[DOCUMENT SEGMENT]:
##############################
Functional Equation again

We claim that the only solution is $f(x)=x+1$ . Let $P(x,y)$ be the assertion, using $P(x+y,0)$ and $P(x,y)$ , we can easily get $f(x+y)+f(0)=f(x)+f(y)$ and then let $g(x)=f(x)-f(0)$ , $g(x+y)=g(x)+g(y)$ since $f$ is continuous, $g$ is also continuous and thus $g$ is linear. Thus, $f(x)=kx+c$ where $k,c \in \mathbb{R}$ . Then we can find that when $k=1$ , since $f(1010)=1011$ , we must have $c=1$ . So, the only solution is $f(x)=x+1 \ \forall x \in \mathbb{R}.$ Hence, $f(2020)=2021.$

Let $P(x,y)$ be the statement $f\left( {f\left( {x + y} \right)} \right) = f\left( x \right) + f\left( y \right){\text{ }}\left( 1 \right)$ .
Moreover, let $f\left( 0 \right) = c$ . $P\left( {x + y,\;0} \right) \Rightarrow f\left( {f\left( {x + y} \right)} \right) = f\left( {x + y} \right) + c{\text{ }}\left( 2 \right)$

$\left( 1 \right),\left( 2 \right) \Rightarrow f\left( {x + y} \right) + c = f\left( x \right) + f\left( y \right){\text{ }}\left( 3 \right)$

Let $g\left( x \right) = f\left( x \right) - c$ , $x \in \mathbb{R}$ .
Then, $\left( 3 \right) \Rightarrow f\left( {x + y} \right) - c{\text{ = }}\left( {f\left( x \right) - c} \right) + \left( {f\left( y \right) - c} \right)$ $\Rightarrow g\left( {x + y} \right){\text{ = }}g\left( x \right) + g\left( y \right).$ Thus, $g$ satisfies Cauchy’s functional equation . Since $f$ is continuous, the same holds for $g$ . It is well known that any continuous solution to Cauchy’s equation is of the form $g\left( x \right) = kx$ , for some $k \in \mathbb{R}$ .

This implies that $f\left( x \right) = kx + c,{\text{ }}x \in \mathbb{R}$ .
##############################
[DATASET RECORDS]:
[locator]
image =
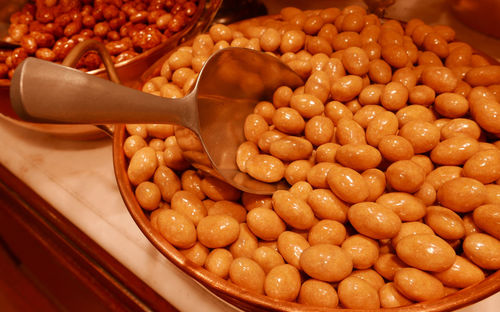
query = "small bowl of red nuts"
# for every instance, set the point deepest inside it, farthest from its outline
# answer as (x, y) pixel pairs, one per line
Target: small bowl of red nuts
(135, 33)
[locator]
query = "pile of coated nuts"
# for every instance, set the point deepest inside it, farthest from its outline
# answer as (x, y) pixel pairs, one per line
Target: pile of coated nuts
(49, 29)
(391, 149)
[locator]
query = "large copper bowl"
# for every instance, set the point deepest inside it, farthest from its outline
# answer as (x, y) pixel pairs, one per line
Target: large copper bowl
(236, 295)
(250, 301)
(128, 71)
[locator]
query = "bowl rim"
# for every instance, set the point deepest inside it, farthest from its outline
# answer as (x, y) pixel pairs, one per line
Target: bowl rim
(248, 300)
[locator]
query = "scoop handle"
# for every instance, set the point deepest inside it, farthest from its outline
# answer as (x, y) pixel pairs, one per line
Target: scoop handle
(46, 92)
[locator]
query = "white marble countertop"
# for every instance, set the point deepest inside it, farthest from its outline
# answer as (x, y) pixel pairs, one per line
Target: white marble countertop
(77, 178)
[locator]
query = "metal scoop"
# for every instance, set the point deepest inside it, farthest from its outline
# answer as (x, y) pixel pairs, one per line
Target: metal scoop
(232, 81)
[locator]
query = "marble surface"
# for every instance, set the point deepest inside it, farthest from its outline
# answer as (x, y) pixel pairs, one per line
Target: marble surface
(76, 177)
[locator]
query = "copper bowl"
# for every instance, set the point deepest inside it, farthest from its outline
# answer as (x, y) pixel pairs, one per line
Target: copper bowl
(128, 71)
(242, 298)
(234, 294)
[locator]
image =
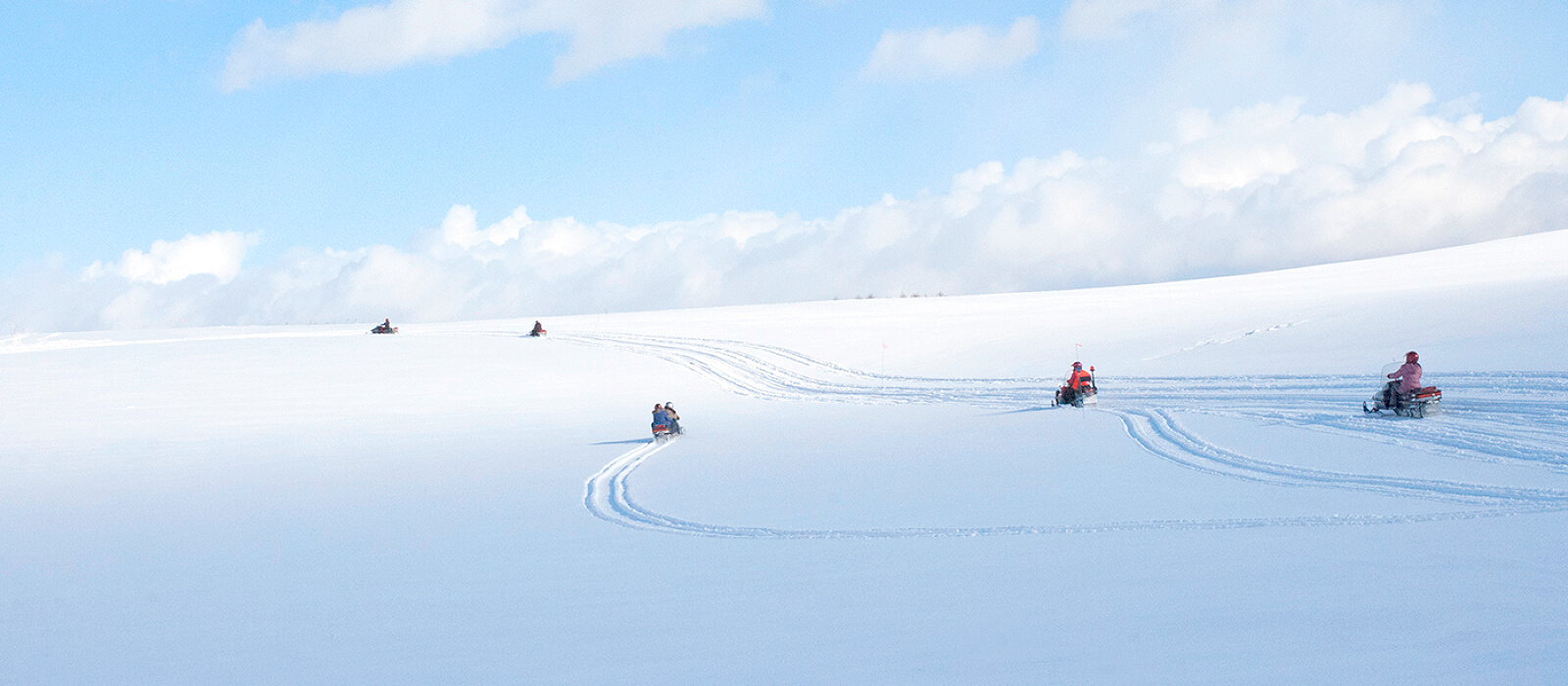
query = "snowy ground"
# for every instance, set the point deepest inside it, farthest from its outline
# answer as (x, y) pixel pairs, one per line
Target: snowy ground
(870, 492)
##############################
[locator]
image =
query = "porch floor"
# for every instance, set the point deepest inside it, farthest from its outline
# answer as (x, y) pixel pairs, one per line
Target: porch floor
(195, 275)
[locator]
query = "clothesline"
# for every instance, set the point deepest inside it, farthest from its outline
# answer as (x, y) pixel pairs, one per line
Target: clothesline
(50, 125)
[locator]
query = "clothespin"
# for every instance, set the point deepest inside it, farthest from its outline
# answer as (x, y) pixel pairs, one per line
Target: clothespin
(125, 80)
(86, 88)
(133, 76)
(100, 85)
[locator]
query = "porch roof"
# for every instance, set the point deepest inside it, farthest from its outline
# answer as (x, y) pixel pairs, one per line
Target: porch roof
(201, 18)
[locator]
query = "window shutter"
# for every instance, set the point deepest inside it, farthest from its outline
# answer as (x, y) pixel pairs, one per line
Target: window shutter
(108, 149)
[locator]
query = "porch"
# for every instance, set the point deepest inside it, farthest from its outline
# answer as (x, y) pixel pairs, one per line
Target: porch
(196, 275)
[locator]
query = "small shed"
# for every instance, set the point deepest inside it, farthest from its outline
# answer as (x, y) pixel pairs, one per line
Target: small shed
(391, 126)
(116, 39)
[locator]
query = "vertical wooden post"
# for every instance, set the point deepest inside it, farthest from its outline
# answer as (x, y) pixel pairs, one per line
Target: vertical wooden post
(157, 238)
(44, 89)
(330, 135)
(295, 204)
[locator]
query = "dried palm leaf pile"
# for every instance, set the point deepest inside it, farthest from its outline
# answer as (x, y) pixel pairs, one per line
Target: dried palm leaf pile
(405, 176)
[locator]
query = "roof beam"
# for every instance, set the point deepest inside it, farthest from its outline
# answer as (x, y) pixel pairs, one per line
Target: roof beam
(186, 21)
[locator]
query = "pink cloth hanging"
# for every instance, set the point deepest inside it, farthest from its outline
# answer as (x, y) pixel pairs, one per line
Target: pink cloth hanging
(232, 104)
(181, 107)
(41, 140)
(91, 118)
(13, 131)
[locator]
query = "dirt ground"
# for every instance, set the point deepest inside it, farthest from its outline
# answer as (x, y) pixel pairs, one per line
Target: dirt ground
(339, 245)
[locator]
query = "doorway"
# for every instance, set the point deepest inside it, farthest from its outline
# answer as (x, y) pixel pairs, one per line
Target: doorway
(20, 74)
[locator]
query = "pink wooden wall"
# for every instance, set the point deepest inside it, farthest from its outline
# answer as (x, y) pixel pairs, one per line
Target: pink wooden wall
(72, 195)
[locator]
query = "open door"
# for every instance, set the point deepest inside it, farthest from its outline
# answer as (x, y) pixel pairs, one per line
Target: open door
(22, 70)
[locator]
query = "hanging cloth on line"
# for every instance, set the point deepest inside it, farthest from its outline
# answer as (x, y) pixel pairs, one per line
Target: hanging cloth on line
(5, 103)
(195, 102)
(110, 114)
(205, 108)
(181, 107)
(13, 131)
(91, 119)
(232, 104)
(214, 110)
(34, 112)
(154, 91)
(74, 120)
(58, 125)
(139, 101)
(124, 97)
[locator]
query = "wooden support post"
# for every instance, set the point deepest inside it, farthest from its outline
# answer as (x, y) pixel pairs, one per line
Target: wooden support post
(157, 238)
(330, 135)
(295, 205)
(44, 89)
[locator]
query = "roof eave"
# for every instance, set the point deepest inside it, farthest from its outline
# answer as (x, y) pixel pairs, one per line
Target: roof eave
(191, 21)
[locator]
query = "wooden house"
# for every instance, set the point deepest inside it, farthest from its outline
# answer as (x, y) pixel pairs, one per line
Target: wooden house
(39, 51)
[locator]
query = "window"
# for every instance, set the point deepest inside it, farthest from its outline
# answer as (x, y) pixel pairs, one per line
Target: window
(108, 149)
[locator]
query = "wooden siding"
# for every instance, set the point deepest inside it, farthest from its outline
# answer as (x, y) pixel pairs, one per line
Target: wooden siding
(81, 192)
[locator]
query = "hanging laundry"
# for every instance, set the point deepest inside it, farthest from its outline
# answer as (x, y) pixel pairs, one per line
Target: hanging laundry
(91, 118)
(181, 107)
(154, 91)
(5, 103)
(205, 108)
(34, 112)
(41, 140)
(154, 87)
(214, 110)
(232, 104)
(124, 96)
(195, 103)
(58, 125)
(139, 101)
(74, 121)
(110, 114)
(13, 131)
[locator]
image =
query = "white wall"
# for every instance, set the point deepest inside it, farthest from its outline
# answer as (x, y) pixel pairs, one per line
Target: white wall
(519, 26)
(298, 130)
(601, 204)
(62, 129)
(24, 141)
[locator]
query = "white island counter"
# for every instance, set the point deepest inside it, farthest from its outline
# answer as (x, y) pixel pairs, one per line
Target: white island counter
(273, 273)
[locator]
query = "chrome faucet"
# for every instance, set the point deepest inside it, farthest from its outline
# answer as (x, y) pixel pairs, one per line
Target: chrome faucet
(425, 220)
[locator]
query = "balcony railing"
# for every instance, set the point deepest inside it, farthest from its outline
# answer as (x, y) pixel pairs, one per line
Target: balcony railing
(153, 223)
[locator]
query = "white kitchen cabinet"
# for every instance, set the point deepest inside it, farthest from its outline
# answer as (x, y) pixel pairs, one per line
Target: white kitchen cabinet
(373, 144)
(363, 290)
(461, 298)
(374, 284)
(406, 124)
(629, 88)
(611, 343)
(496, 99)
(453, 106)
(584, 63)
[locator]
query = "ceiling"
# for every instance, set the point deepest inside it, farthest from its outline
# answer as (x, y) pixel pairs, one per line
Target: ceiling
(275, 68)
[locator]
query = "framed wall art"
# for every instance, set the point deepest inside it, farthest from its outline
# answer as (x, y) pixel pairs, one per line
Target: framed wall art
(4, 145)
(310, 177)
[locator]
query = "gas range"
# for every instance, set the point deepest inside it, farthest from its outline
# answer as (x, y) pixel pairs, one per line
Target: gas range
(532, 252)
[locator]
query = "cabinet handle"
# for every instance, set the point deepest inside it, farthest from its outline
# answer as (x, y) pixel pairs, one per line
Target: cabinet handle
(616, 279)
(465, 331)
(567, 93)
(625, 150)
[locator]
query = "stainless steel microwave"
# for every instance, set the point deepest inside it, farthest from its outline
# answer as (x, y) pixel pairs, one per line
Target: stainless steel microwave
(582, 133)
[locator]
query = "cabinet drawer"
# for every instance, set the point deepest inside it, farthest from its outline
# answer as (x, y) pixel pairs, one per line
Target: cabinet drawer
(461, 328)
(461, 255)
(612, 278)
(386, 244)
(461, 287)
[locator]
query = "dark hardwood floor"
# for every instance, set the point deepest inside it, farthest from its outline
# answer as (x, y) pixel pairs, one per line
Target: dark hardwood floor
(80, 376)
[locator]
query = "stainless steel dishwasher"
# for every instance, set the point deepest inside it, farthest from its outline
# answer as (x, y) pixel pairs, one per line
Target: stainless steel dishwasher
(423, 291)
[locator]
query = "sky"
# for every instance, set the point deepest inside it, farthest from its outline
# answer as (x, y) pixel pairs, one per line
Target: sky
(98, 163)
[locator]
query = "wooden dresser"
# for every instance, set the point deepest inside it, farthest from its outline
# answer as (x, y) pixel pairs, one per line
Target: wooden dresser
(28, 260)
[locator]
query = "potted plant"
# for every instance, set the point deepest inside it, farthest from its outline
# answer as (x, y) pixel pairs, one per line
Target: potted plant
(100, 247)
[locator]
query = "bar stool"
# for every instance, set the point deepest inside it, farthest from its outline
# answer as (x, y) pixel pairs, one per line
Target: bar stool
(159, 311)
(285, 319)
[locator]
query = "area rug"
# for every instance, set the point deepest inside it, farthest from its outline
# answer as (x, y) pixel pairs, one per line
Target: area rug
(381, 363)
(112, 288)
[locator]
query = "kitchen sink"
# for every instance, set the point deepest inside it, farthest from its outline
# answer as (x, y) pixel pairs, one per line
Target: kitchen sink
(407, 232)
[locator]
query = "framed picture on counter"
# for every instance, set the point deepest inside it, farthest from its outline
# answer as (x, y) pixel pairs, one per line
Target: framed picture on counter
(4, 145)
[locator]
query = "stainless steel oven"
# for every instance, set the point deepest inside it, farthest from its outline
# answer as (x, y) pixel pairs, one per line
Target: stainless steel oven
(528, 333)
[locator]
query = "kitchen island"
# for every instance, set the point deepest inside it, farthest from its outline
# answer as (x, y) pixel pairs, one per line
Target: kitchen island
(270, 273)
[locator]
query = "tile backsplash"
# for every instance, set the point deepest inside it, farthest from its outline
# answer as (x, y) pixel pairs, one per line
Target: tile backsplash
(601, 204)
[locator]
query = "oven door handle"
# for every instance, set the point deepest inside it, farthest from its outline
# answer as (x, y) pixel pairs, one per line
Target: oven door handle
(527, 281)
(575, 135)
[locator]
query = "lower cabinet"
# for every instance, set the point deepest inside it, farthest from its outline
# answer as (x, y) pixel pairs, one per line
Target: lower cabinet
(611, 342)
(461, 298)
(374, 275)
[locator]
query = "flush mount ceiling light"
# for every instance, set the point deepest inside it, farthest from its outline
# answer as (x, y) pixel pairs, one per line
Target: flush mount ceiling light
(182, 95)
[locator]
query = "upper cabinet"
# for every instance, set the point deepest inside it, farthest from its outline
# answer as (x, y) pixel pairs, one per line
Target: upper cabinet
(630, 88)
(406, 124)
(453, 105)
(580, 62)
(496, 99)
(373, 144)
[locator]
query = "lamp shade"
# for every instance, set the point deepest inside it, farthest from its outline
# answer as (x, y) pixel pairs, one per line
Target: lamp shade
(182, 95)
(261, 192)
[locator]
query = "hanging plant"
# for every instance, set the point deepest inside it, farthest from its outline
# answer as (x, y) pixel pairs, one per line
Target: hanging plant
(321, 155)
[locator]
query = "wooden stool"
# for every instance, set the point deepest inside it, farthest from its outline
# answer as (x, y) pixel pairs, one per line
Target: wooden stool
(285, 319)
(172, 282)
##############################
[GIVEN REQUEST]: In the functional equation thread, give every equation that carries a number in parentheses as its label, with each one's label. The listing plays no part in this work.

[RESULT BELOW]:
(1) f(f(x + y)) = f(x) + f(y)
(2) f(f(x + y)) = f(x + y) + c
(3) f(x + y) + c = f(x) + f(y)